- [Written task]
Copy everything in the listing below word for word, apart from any images.

- [Data items]
###

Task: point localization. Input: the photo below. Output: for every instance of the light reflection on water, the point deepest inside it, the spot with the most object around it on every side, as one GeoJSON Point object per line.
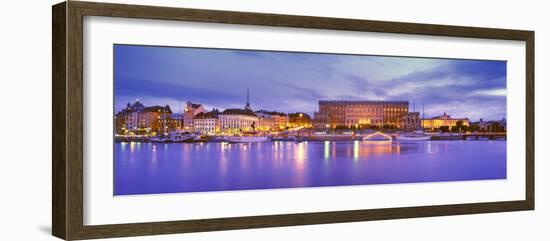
{"type": "Point", "coordinates": [190, 167]}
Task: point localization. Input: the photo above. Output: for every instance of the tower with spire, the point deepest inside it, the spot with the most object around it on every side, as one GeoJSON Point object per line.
{"type": "Point", "coordinates": [247, 107]}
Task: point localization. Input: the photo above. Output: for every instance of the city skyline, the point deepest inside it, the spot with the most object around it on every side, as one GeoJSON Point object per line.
{"type": "Point", "coordinates": [294, 82]}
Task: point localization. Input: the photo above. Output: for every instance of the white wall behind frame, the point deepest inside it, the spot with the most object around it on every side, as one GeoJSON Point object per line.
{"type": "Point", "coordinates": [25, 175]}
{"type": "Point", "coordinates": [100, 207]}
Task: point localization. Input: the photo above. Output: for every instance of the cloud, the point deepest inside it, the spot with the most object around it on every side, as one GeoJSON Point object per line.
{"type": "Point", "coordinates": [292, 81]}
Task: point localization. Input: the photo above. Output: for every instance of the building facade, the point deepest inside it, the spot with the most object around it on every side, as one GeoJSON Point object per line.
{"type": "Point", "coordinates": [238, 121]}
{"type": "Point", "coordinates": [137, 119]}
{"type": "Point", "coordinates": [443, 121]}
{"type": "Point", "coordinates": [189, 112]}
{"type": "Point", "coordinates": [278, 120]}
{"type": "Point", "coordinates": [348, 114]}
{"type": "Point", "coordinates": [299, 120]}
{"type": "Point", "coordinates": [207, 123]}
{"type": "Point", "coordinates": [266, 122]}
{"type": "Point", "coordinates": [411, 121]}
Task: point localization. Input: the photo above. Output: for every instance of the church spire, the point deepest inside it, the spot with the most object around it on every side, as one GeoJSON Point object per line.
{"type": "Point", "coordinates": [247, 107]}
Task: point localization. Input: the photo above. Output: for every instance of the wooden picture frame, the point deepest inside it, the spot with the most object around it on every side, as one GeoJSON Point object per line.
{"type": "Point", "coordinates": [67, 124]}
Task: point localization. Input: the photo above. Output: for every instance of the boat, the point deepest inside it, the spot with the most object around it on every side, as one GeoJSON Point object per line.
{"type": "Point", "coordinates": [180, 136]}
{"type": "Point", "coordinates": [161, 139]}
{"type": "Point", "coordinates": [377, 136]}
{"type": "Point", "coordinates": [246, 139]}
{"type": "Point", "coordinates": [414, 136]}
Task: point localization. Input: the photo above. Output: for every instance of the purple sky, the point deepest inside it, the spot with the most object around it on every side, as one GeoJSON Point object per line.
{"type": "Point", "coordinates": [292, 82]}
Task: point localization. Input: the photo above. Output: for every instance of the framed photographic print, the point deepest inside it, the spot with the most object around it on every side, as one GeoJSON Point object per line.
{"type": "Point", "coordinates": [171, 120]}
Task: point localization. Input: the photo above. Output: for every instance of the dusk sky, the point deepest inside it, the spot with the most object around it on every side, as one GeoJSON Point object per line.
{"type": "Point", "coordinates": [295, 82]}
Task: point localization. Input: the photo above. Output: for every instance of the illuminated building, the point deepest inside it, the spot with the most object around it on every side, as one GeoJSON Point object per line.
{"type": "Point", "coordinates": [360, 113]}
{"type": "Point", "coordinates": [190, 111]}
{"type": "Point", "coordinates": [139, 119]}
{"type": "Point", "coordinates": [442, 121]}
{"type": "Point", "coordinates": [265, 122]}
{"type": "Point", "coordinates": [411, 121]}
{"type": "Point", "coordinates": [237, 121]}
{"type": "Point", "coordinates": [278, 120]}
{"type": "Point", "coordinates": [299, 119]}
{"type": "Point", "coordinates": [207, 122]}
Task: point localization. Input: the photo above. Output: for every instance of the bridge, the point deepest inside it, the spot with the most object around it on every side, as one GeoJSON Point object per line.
{"type": "Point", "coordinates": [490, 135]}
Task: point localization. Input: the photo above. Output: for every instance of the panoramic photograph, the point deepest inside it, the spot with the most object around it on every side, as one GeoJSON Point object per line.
{"type": "Point", "coordinates": [189, 119]}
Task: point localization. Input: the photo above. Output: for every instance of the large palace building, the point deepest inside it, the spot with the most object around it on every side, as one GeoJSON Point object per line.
{"type": "Point", "coordinates": [346, 113]}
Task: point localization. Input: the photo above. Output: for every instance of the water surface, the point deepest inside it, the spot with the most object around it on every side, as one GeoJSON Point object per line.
{"type": "Point", "coordinates": [146, 168]}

###

- [Response below]
Task: point localization. Input: the photo below. Output: for every instance of the light reflection on water, the point deepest inside it, the spot with the most object around it on every side, as one GeoJSON Point object per line.
{"type": "Point", "coordinates": [190, 167]}
Task: point localization. Input: the photo above. Output: for every instance of the tower with spire, the point deepest inside it, the spot with the most object around it on every side, as one GeoJSON Point object per line.
{"type": "Point", "coordinates": [247, 107]}
Task: point localization. Input: the photo above. Output: for every instance of the city skyline, the point deepest inside it, the spot with the most object around it on every side, as one GeoJSON Point object per line.
{"type": "Point", "coordinates": [294, 82]}
Task: point localization. Input: the photo above. Output: for every instance of the white wall behind frame, the point deepest inside it, the spot with the most object around it on every side, as one GeoJSON Point object per line.
{"type": "Point", "coordinates": [25, 175]}
{"type": "Point", "coordinates": [100, 207]}
Task: point localization. Input: the photo above. Output: for every instance of the cloud, the point deepest inside it, the spot with the most object around it on every side, as one GeoJSON Point object per line.
{"type": "Point", "coordinates": [292, 81]}
Task: point localization. Input: the photo above. Output: for every instance of the building facade, the point deepest inside it, the spot with the most object around it on every side, as one GeoJSON Point object per line.
{"type": "Point", "coordinates": [238, 121]}
{"type": "Point", "coordinates": [137, 119]}
{"type": "Point", "coordinates": [443, 121]}
{"type": "Point", "coordinates": [189, 112]}
{"type": "Point", "coordinates": [278, 120]}
{"type": "Point", "coordinates": [348, 114]}
{"type": "Point", "coordinates": [299, 120]}
{"type": "Point", "coordinates": [207, 123]}
{"type": "Point", "coordinates": [266, 122]}
{"type": "Point", "coordinates": [411, 121]}
Task: point localization. Input: the photo above. Output: for every instance of the church spire, the point deepest inside it, the spot with the most object around it on every side, as one GeoJSON Point object per line.
{"type": "Point", "coordinates": [247, 107]}
Task: point localization. Input: the photo above. Output: for every instance of the wooden picture frame, the point deepest inside it, the spot with the most object around it on every side, as one GeoJSON Point object per line.
{"type": "Point", "coordinates": [67, 124]}
Task: point localization. Input: the photo above. Output: for every instance of the boat, the point deepest inside it, the spot with the most object around it on every side, as one GeoJSON Point object per line.
{"type": "Point", "coordinates": [180, 136]}
{"type": "Point", "coordinates": [161, 139]}
{"type": "Point", "coordinates": [377, 136]}
{"type": "Point", "coordinates": [246, 139]}
{"type": "Point", "coordinates": [414, 136]}
Task: point localization. Input: the photo above. Output: for every instance of the purple sky, the point deepest inside it, the spot with the most object around it on every side, as one GeoJSON Point object per line.
{"type": "Point", "coordinates": [292, 82]}
Task: point localization. Input: the photo above. Output: for every instance of the framed photographic print, the point deepest inside it, the spot with the most object around it on every side, as one GeoJSON Point object per line.
{"type": "Point", "coordinates": [171, 120]}
Task: point localization. Input: the photo above. Output: for every instance of the dusk sky, the point deepest inside it, the spot with the most object around it on every side, as one GeoJSON Point object per line.
{"type": "Point", "coordinates": [295, 82]}
Task: point localization. Input: the photo above. Output: for every instance of the illuminated building, the point deepest inside it, the spot with the most object around it on every side, as one GeoJSON Point object per line.
{"type": "Point", "coordinates": [360, 113]}
{"type": "Point", "coordinates": [190, 111]}
{"type": "Point", "coordinates": [139, 119]}
{"type": "Point", "coordinates": [442, 121]}
{"type": "Point", "coordinates": [265, 122]}
{"type": "Point", "coordinates": [411, 121]}
{"type": "Point", "coordinates": [237, 121]}
{"type": "Point", "coordinates": [278, 120]}
{"type": "Point", "coordinates": [299, 119]}
{"type": "Point", "coordinates": [207, 122]}
Task: point localization. Input: the photo above. Output: for every instance of the bridge, the point deepest inside it, the spot with the most object around it on every side, as one GeoJSON Point object per line.
{"type": "Point", "coordinates": [490, 135]}
Task: point localization. Input: the photo above. Output: for every instance of the panoramic photograph, the point deepest inside it, the spot with the most object around it on every side, as one GeoJSON Point object per line.
{"type": "Point", "coordinates": [189, 119]}
Task: point localization. Input: the photo above. Output: for every instance of the large palace building, the point deepest inside it, the spot with the most object around it on every side, as one GeoJSON Point object per line.
{"type": "Point", "coordinates": [346, 113]}
Task: point localization. Input: the photo above. Output: for every instance of the water surface, the point deepest inside it, the spot with the most object around it on every side, as one GeoJSON Point object per line.
{"type": "Point", "coordinates": [146, 168]}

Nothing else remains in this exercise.